## Given entries
——

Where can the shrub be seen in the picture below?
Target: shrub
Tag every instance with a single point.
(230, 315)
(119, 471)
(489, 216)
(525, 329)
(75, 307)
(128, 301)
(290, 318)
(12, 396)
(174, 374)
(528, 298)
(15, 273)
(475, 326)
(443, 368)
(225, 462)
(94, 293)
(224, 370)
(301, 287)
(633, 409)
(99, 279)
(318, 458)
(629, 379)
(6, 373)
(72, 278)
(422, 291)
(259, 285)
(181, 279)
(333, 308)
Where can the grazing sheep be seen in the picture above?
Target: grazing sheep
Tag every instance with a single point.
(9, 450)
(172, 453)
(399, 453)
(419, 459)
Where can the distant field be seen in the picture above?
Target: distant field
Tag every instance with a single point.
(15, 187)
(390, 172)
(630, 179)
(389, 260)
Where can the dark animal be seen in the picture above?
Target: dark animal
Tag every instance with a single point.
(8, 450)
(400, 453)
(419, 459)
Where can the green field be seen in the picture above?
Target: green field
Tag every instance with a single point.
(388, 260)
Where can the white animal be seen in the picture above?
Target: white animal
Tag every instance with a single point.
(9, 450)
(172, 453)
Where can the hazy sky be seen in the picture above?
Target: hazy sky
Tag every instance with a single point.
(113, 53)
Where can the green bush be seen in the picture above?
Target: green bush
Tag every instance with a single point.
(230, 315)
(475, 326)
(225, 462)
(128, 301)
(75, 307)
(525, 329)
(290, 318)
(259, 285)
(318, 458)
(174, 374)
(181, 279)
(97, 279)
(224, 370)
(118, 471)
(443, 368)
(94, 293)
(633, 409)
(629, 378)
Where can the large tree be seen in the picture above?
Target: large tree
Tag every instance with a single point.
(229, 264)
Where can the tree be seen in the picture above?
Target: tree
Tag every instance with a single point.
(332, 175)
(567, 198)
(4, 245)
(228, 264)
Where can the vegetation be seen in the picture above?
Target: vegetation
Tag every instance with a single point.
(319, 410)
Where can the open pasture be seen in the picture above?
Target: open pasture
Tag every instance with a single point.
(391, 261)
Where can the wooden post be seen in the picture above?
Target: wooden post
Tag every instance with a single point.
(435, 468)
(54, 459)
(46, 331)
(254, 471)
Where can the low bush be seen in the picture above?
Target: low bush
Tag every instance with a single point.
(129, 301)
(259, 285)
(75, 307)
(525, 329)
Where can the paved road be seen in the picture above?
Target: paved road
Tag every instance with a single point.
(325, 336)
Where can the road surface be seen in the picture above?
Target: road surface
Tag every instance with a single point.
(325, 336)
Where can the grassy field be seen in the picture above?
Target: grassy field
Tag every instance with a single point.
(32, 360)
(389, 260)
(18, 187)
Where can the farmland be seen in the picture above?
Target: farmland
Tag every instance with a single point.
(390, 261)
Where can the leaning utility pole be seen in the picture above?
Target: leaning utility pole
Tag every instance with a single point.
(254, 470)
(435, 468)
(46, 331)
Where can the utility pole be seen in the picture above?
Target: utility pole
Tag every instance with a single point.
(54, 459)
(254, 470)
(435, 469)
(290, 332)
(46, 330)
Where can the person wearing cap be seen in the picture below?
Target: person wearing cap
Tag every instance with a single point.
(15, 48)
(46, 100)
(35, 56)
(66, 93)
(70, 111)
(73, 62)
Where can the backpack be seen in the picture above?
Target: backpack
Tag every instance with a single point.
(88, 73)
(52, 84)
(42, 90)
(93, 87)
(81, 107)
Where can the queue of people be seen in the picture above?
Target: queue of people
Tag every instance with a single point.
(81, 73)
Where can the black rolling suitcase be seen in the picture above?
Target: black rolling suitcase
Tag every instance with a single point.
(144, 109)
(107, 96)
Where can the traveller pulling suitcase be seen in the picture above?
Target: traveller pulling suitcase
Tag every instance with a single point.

——

## Short task
Write out the material from the first line to the last, exactly.

## Answer to the task
Where can the shrub be seen in the picture below?
Target: shrub
Tag every instance with a single point.
(230, 315)
(119, 471)
(489, 216)
(525, 329)
(75, 307)
(128, 301)
(290, 318)
(12, 396)
(174, 374)
(528, 298)
(15, 273)
(475, 326)
(443, 368)
(225, 462)
(94, 293)
(224, 370)
(301, 287)
(633, 409)
(99, 279)
(318, 458)
(629, 379)
(6, 373)
(72, 278)
(422, 291)
(259, 285)
(181, 279)
(333, 308)
Where can the grazing sheep be seen in the picture above?
Target: grazing sheep
Tag every instance with a single point.
(9, 450)
(172, 453)
(399, 453)
(419, 459)
Where can the distant field be seen in the picture above?
Target: distant field
Tag every instance with a single point.
(15, 187)
(390, 172)
(630, 179)
(389, 260)
Where can the dark animal be seen in the picture above?
Target: dark animal
Tag every instance with a single point.
(8, 450)
(400, 453)
(419, 459)
Where can the green field be seen in the picture above?
Target: green field
Tag every instance with a single point.
(388, 260)
Where can the white animal be seen in the picture above?
Target: white animal
Tag every instance with a single point.
(9, 450)
(172, 453)
Where can the hazy sky be seen in the picture above?
Target: hazy sky
Tag every instance with a single point.
(113, 53)
Where can the green bush be seen in the picture above?
Target: green bush
Tag every instance with a single point.
(230, 315)
(475, 326)
(225, 462)
(128, 301)
(75, 307)
(525, 329)
(290, 318)
(259, 285)
(318, 458)
(174, 374)
(181, 279)
(97, 279)
(224, 370)
(118, 471)
(443, 368)
(94, 293)
(633, 409)
(629, 378)
Where can the large tree be seen in the picture above?
Target: large tree
Tag every instance with a single point.
(229, 264)
Where can the tree be seen in the picture above?
Target: tree
Tag every instance with a single point.
(332, 175)
(567, 198)
(4, 245)
(228, 264)
Where can the vegetation be seen in the picture above?
Target: vegetation
Tag every instance with a single point.
(319, 410)
Where can the open pasture be seen in the picture above?
Target: open pasture
Tag every instance with a single point.
(391, 261)
Where can the wooden post be seen in the picture above?
Target: wooden post
Tag every instance with a single point.
(435, 468)
(54, 459)
(46, 331)
(254, 471)
Where can the low bush be seen in the picture above?
Target: low bush
Tag every instance with a single point.
(129, 301)
(259, 285)
(75, 307)
(525, 329)
Where can the paved road be seen in the picture above?
Target: paved road
Tag every instance with a single point.
(325, 336)
Where can the road surface be seen in the picture above?
Target: road surface
Tag every instance with a single point.
(325, 336)
Where can the grassy field be seen in the picture above?
Target: grassy field
Tag every instance with a single point.
(32, 360)
(389, 260)
(18, 187)
Where can the farmland be seen in the picture above?
Target: farmland
Tag every instance with a single point.
(390, 261)
Where can the leaning utility pole be seen in the picture above?
Target: leaning utility pole
Tag every instance with a single point.
(254, 470)
(435, 468)
(46, 331)
Where can the utility pole be seen in the picture above?
Target: utility pole
Tag every instance with a single point.
(54, 459)
(254, 470)
(435, 469)
(290, 332)
(46, 330)
Where can the person wearing cap be seen in the picture below?
Target: person wearing cap
Tag every instance with a single point.
(15, 48)
(46, 100)
(35, 56)
(66, 93)
(70, 111)
(73, 62)
Where can the backpack be seen in the picture above?
Target: backpack
Tag every instance with a single point.
(88, 73)
(52, 84)
(42, 90)
(93, 87)
(81, 107)
Where can the queue of people be seen in the picture above?
Target: queue of people
Tag every instance with a single point.
(81, 73)
Where can the black rolling suitcase be seen in the picture above?
Target: black rolling suitcase
Tag every instance with a single point.
(144, 109)
(107, 96)
Where can the traveller pulling suitcase be seen in the picture above?
Target: traveller pulling suitcase
Tag every instance with a single point.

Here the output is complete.